##### PASSAGE SHOWN
He’s also been working on the Nic Cage vehicle The Sorcerer’s Apprentice and an adaption of the video game Prince of Persia: The Sands of Time starring Jake Gyllenhaal. He’s also got a few rather popular shows on tv at the moment that you might have heard of.
Recently, ComingSoon caught up with Bruckheimer to talk about the future of the Pirates franchise and how that future could affect The Lone Ranger. According to the site:
“Bruckheimer told us that for Disney, the priority is most definitely “Pirates.” “It’s a great franchise for them and for us, too,” he said. “A beloved character and Johnny’s really excited about coming back to Captain Jack. He certainly is interested in Tonto, but Disney’s priority is to get ‘Pirates’ made first. You never know what’s going to happen, but they would like it.”
Bruckheimer also shared that the original writers, Terry Rossio and Ted Elliot, were “writing ‘Pirates’ as we speak,” and he said it was “funny” and a “whole new way of going” although he wouldn’t share more than that.
##########
##### RECORDED DATA
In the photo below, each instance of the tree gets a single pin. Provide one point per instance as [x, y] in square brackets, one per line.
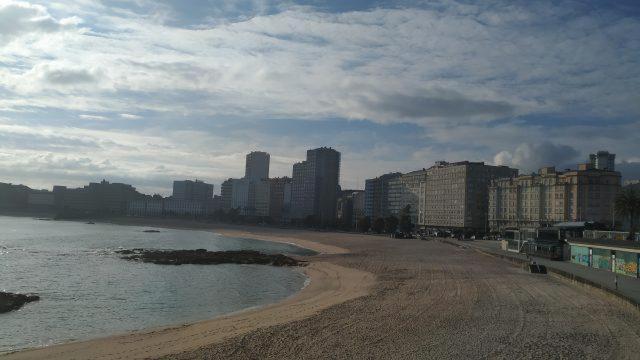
##########
GIVEN PROBLEM
In the passage about Bruckheimer's film projects, which two original writers does Bruckheimer say are currently writing "Pirates"?

SOLUTION BELOW
Terry Rossio and Ted Elliot